**SOURCE PASSAGE:**
────────
First, you can’t move. A grain farmer who decides the water’s done can shift to dryland wheat, fallow some ground, and shrink his exposure in a season or two. Your freestall barn, parlor, and lagoon are poured into the ground and financed over 15 to 30 years. Those assets only pay out if cows keep milking and feed keeps growing — which quietly pressures you to pump one more year, then one more after that.
Then there’s the layering. Row crops use water to grow a crop. You use water to grow the crop and to water the animals eating it. When pumping depth increases or an allocation tightens, it hits feed cost and herd management at the same time.
And the timeline doesn’t line up. A dairy runs on a 20- to 30-year capital and breeding horizon. The worst Ogallala projections land squarely inside a barn financed in the last few years. Water doesn’t vanish overnight. But more struggling wells, deeper pumping, and higher costs all show up before that note is paid. To a lender looking at land values and collateral, that’s not abstract. That’s default risk.
How Should You Read Your Lender’s Next “No”?
When a banker says “we’re tightening up” or “we need more information,” it’s easy to take it as a knock on your management. Sometimes it is. Increasingly, it isn’t.

The link between water and credit isn’t a hunch anymore — it’s measured. In a 2025 paper with the pointed title “Overdraft Fees? Groundwater Depletion and Agricultural Loan Performance,” University of Tennessee agricultural economist Gabriela Perez-Quesada and the USDA Economic Research Service’s Aaron Hrozencik found that as the High Plains Aquifer thins, farm loan delinquencies rise. A 10% drop in saturated thickness — about 14 feet, which most counties over the aquifer have already lost across three decades — lines up with a 26% jump in production-loan delinquency rates. Their conclusion is plain: falling groundwater “may impact the risk in agricultural credit markets, which has important implications for banks’ underwriting decisions.”
Walk that into a real renewal and you can see how it bites. Say your section has already given up its 14 feet over the last 30 years — which puts you in the same boat as most counties over the aquifer. To the loan officer running the numbers, your operation now carries about 26% more production-loan delinquency risk than a comparable dairy sitting over stable water, before you’ve said a word about your own cash flow. You can have clean books, strong components, and a tight cull rate, and still draw a harder conversation purely because of where your wells sit. That’s the part that stings — it isn’t about how you farm.

So ask yourself the plain question: what changed since the last time this renewal was easy? Did your wells drop? Did your district turn up in a state groundwater report? Are your neighbors fielding the same questions? If the answer’s yes, the move isn’t to argue with the loan officer — it’s to walk in knowing at least as much about your water position as the bank already does. Bring your section’s saturated-thickness trend and your feed-water plan to the meeting. Don’t let the bank be the only one in the room who’s done the math.
Is Your Barn Built for a World Where the Water Never Runs Out?
Most dairies built in the last 20 years in Ogallala country rest on a quiet assumption: the water will always be there. Enough to cool cows, run the parlor, and grow feed at the scale the banker underwrote. In some districts, that assumption is expiring while the concrete stays put.
So it’s worth asking the uncomfortable version. If your district’s data puts your section on a 10-to-25-year glide path, does your capital plan match that? What happens to your breakeven if pumping costs keep climbing as you chase a dropping water table deeper? Could your herd size and ration still pencil with less home-grown irrigated forage and more purchased feed trucked in from outside the region? None of those are fun questions. They’re a lot easier to answer now, on your schedule, than across the desk from a lender who’s already made up his mind.
────────
**INFORMATION PROVIDED:**
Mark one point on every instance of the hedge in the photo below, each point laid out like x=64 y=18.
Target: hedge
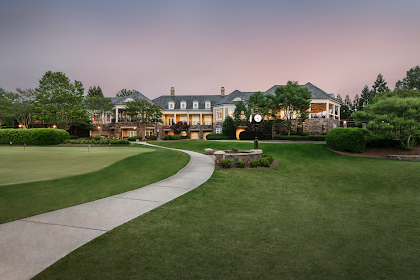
x=346 y=139
x=171 y=137
x=216 y=136
x=250 y=135
x=300 y=138
x=101 y=142
x=34 y=136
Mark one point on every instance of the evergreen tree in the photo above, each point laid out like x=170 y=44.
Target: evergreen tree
x=95 y=91
x=364 y=97
x=228 y=128
x=379 y=87
x=411 y=81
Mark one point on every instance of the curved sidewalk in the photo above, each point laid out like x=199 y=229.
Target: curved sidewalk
x=30 y=245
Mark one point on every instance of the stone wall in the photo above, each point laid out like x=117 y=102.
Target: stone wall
x=319 y=125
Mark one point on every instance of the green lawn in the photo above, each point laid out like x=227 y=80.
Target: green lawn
x=319 y=215
x=138 y=166
x=37 y=163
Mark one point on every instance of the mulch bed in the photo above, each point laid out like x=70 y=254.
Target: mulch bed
x=380 y=152
x=274 y=164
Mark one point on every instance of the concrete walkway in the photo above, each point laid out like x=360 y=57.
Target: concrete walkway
x=30 y=245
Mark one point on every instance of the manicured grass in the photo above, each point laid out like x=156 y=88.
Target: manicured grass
x=37 y=163
x=146 y=166
x=319 y=215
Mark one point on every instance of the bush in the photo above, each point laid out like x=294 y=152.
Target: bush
x=346 y=139
x=254 y=163
x=240 y=164
x=264 y=162
x=216 y=136
x=172 y=137
x=35 y=136
x=269 y=157
x=226 y=163
x=300 y=138
x=250 y=135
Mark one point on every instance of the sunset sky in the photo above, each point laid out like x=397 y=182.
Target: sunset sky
x=198 y=46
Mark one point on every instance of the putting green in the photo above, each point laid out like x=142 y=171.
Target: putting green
x=44 y=163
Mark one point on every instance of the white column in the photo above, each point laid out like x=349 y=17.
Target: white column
x=328 y=110
x=339 y=113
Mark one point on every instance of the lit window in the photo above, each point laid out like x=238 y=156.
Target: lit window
x=219 y=115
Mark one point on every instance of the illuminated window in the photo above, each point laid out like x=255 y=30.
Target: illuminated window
x=219 y=115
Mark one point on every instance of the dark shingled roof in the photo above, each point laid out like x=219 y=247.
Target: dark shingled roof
x=163 y=101
x=134 y=95
x=228 y=99
x=317 y=93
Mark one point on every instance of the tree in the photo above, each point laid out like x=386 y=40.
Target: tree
x=95 y=91
x=59 y=101
x=411 y=81
x=99 y=106
x=295 y=101
x=228 y=128
x=365 y=98
x=393 y=117
x=144 y=112
x=379 y=87
x=6 y=112
x=23 y=106
x=241 y=114
x=125 y=92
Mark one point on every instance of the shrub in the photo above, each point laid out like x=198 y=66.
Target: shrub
x=172 y=137
x=240 y=164
x=250 y=135
x=264 y=162
x=216 y=136
x=254 y=163
x=226 y=163
x=269 y=157
x=346 y=139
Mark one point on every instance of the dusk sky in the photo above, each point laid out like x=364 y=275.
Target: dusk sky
x=199 y=46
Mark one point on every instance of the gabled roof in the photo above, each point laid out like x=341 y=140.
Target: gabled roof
x=234 y=95
x=317 y=93
x=134 y=95
x=162 y=101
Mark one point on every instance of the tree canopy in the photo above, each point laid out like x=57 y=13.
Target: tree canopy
x=125 y=92
x=59 y=101
x=393 y=117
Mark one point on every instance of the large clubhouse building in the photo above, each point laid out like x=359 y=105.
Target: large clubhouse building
x=204 y=114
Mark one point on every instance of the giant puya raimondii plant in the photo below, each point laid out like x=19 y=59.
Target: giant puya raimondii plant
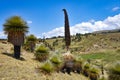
x=67 y=30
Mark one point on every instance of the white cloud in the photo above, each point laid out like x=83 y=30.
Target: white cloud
x=116 y=8
x=2 y=35
x=29 y=22
x=86 y=27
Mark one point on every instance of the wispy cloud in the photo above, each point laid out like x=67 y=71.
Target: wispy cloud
x=2 y=35
x=29 y=22
x=86 y=27
x=116 y=8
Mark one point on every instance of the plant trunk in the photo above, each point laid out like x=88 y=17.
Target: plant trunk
x=67 y=30
x=17 y=51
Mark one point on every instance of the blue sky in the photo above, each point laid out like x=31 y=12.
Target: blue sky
x=45 y=17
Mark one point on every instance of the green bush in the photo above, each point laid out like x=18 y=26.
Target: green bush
x=55 y=59
x=47 y=67
x=115 y=69
x=41 y=53
x=94 y=73
x=57 y=62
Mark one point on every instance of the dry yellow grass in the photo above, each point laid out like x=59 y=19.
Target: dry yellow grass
x=12 y=69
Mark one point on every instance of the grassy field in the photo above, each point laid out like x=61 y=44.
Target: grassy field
x=98 y=49
x=26 y=68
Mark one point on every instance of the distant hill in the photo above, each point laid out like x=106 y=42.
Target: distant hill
x=108 y=31
x=99 y=40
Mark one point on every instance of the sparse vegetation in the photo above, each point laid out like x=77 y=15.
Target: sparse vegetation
x=41 y=53
x=82 y=60
x=114 y=71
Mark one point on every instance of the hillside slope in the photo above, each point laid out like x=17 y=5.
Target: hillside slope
x=26 y=68
x=89 y=42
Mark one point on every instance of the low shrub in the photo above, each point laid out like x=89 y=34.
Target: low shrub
x=41 y=53
x=47 y=67
x=94 y=74
x=86 y=69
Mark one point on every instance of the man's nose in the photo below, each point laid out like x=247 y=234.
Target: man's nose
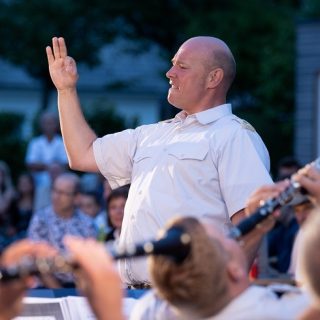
x=170 y=73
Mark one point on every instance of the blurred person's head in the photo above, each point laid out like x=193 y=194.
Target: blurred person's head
x=310 y=258
x=25 y=184
x=106 y=189
x=5 y=176
x=287 y=166
x=302 y=211
x=49 y=124
x=89 y=203
x=214 y=272
x=116 y=202
x=64 y=194
x=202 y=72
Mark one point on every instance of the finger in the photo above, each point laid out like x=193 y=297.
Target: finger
x=49 y=55
x=311 y=185
x=56 y=48
x=313 y=173
x=63 y=47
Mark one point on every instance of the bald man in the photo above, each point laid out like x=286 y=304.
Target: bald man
x=205 y=162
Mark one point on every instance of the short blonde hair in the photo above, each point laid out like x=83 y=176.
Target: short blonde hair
x=199 y=284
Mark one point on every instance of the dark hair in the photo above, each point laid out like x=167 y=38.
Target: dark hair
x=93 y=194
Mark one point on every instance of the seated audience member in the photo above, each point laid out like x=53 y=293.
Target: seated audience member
x=52 y=223
x=116 y=202
x=97 y=277
x=302 y=211
x=23 y=205
x=12 y=292
x=310 y=263
x=62 y=218
x=7 y=194
x=89 y=203
x=193 y=290
x=309 y=178
x=46 y=157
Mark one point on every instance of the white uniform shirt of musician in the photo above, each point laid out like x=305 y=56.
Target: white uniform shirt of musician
x=203 y=165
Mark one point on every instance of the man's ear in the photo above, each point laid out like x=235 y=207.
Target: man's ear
x=215 y=77
x=235 y=273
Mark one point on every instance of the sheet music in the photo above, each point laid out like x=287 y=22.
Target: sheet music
x=66 y=308
x=43 y=308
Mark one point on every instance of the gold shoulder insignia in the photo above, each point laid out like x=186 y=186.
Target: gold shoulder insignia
x=246 y=125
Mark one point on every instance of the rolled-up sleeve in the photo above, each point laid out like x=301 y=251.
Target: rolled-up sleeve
x=113 y=154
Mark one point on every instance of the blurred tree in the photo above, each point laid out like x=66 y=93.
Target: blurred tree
x=104 y=119
x=311 y=9
x=12 y=147
x=260 y=33
x=28 y=27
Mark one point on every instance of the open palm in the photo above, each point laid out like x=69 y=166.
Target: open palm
x=62 y=68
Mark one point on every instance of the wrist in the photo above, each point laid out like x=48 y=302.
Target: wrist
x=67 y=91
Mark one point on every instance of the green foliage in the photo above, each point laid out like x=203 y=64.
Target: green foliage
x=12 y=147
x=261 y=35
x=311 y=9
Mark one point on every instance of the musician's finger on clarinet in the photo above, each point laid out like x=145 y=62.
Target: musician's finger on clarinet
x=263 y=194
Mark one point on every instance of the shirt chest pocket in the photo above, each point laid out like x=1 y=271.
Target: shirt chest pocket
x=189 y=151
x=144 y=154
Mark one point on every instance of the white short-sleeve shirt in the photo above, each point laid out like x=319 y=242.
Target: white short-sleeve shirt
x=203 y=165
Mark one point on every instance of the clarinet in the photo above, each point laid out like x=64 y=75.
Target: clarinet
x=292 y=191
x=175 y=244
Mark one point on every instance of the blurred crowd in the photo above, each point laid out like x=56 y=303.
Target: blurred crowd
x=49 y=201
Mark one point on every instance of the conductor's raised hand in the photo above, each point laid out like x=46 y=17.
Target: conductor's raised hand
x=62 y=68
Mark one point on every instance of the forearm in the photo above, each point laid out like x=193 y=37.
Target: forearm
x=77 y=135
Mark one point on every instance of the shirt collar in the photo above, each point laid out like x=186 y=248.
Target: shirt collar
x=209 y=115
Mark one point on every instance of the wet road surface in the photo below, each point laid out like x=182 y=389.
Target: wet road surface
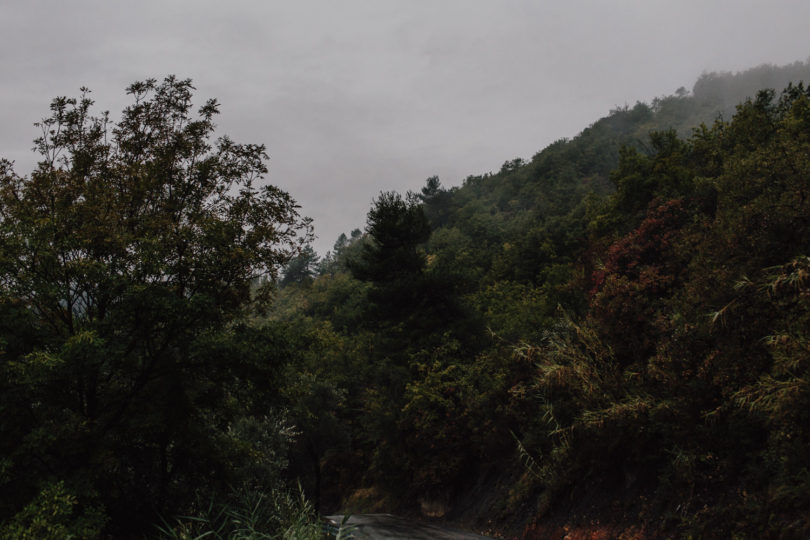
x=388 y=527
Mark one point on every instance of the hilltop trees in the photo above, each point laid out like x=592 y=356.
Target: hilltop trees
x=126 y=257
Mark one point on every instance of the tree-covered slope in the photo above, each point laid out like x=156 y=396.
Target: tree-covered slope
x=570 y=321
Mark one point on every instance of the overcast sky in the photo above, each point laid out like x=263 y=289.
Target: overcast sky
x=353 y=97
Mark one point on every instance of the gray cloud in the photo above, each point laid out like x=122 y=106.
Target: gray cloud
x=354 y=97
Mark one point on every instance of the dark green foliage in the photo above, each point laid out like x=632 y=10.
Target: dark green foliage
x=668 y=237
x=124 y=260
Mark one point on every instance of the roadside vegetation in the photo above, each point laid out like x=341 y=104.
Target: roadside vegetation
x=612 y=332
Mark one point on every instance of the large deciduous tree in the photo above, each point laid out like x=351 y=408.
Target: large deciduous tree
x=130 y=245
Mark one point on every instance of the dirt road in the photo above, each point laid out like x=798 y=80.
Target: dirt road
x=388 y=527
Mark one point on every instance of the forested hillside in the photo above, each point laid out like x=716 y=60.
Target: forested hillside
x=614 y=317
x=609 y=338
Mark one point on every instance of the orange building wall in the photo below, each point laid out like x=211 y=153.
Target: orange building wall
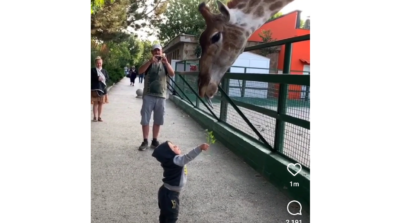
x=283 y=28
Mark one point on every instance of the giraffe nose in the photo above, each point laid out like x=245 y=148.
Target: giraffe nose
x=211 y=90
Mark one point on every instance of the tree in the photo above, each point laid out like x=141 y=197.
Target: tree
x=182 y=16
x=111 y=18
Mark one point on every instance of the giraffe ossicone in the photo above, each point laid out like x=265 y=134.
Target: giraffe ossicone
x=226 y=35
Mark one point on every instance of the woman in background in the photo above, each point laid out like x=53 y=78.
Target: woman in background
x=133 y=74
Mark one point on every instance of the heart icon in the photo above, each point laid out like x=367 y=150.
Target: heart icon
x=299 y=168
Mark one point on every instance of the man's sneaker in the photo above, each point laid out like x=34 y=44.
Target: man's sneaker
x=144 y=146
x=154 y=144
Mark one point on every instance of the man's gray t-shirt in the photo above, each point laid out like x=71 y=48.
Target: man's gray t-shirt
x=155 y=81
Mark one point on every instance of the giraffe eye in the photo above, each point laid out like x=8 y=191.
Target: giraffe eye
x=215 y=38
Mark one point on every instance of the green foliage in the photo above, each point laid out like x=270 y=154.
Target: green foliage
x=109 y=18
x=210 y=139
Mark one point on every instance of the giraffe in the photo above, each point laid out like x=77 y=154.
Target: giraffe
x=226 y=35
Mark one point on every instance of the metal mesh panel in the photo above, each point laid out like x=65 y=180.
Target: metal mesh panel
x=264 y=124
x=297 y=144
x=251 y=97
x=299 y=102
x=257 y=93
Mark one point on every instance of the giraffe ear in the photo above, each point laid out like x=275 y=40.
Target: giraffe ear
x=224 y=10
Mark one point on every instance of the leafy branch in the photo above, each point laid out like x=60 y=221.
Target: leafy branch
x=210 y=139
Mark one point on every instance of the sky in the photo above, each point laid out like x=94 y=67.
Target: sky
x=303 y=5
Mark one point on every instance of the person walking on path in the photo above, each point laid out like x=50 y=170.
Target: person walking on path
x=154 y=94
x=98 y=83
x=133 y=75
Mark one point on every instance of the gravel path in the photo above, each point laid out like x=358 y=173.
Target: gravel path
x=124 y=181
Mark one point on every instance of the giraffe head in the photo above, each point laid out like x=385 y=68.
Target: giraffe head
x=226 y=35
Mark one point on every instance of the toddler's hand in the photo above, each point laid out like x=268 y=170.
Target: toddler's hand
x=204 y=146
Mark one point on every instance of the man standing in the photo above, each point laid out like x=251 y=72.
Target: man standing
x=154 y=94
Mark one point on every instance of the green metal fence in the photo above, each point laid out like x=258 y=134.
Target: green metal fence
x=271 y=108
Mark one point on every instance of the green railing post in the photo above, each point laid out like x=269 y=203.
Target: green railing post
x=225 y=83
x=283 y=89
x=243 y=86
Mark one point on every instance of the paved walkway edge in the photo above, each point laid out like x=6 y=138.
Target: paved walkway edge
x=271 y=165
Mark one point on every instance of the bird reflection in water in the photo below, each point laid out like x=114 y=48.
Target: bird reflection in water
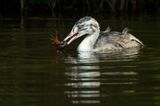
x=90 y=82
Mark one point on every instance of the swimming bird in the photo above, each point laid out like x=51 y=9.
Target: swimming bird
x=96 y=40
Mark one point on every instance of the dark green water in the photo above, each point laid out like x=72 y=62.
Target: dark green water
x=33 y=74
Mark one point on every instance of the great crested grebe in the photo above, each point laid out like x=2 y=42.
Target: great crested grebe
x=96 y=40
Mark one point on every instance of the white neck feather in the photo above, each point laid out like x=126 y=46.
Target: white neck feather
x=88 y=42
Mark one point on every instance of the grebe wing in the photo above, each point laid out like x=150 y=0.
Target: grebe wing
x=117 y=40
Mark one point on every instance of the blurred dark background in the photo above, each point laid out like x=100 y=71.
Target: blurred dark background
x=54 y=8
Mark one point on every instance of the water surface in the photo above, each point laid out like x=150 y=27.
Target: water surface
x=32 y=73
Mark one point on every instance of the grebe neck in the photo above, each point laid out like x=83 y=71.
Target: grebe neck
x=89 y=41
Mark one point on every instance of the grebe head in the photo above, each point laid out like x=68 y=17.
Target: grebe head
x=84 y=27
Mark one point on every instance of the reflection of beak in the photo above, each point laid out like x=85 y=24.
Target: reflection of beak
x=71 y=37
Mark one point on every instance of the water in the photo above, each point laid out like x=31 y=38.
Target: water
x=32 y=73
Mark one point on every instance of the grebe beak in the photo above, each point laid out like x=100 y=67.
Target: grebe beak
x=74 y=34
────────
**TASK REQUIREMENTS:**
a: Answer these from the article on Ogallala water and dairy lending:
(i) Over how many years are the freestall barn, parlor, and lagoon financed?
(ii) What jump in production-loan delinquency rates lines up with a 10% drop in saturated thickness?
(iii) What two things does the article say to bring to the lender meeting?
b: Take the article on Ogallala water and dairy lending further, picking up after its final paragraph.

**ANSWERS TO THE TASKS:**
a:
(i) 15 to 30 years.
(ii) A 26% jump.
(iii) The section's saturated-thickness trend and the feed-water plan.

b:
Find Your Zone
Before you change anything, figure out which situation you’re actually in. The 2024 Ogallala Aquifer Summit and state agencies sort ground into three categories — and the right move looks different in each.
| Zone | Saturated Thickness Trend | Estimated Runway | Irrigation Cost Trajectory | Loan Delinquency Exposure | Recommended Capital Move |
|---|---|---|---|---|---|
| Sustainable Use | Stable or declining <0.3 ft/yr | 50+ years | Modest increases | Baseline risk | Long-horizon investment pencils; efficiency upgrades pay back |
| Extended Use | Declining 0.3–1.0 ft/yr | 20–50 years | Rising, manageable | +26–52% vs. stable | Match new debt terms to remaining water; shift to sorghum/wheatlage |
| Managed Depletion | Declining >1.0 ft/yr (SW KS = 1.52 ft in 2024) | <20 years | Steep — chasing depth | +78–130% | Run stay-adapt-or-exit math now; avoid new fixed capital; accelerate debt paydown |
Kansas posts section-level maps every January through the Geological Survey, and most Ogallala states have an equivalent. Half an hour with that map tells you which row above is yours — and saturated thickness is the same number the loan-delinquency research keys on, so you’re reading your ground the way a careful lender now does.
Your Options, In Order
You don’t control the aquifer. You do control how fast you look at your own number — and what you do next. Work these in sequence, because each one depends on the answer to the one before it.
Step 1 — Pull your district report (do this in the next 30 days). This is the cheapest, highest-leverage move on the list. Find your zone in the table above before you spend a dollar on anything else. Thirty minutes. It changes every decision that follows.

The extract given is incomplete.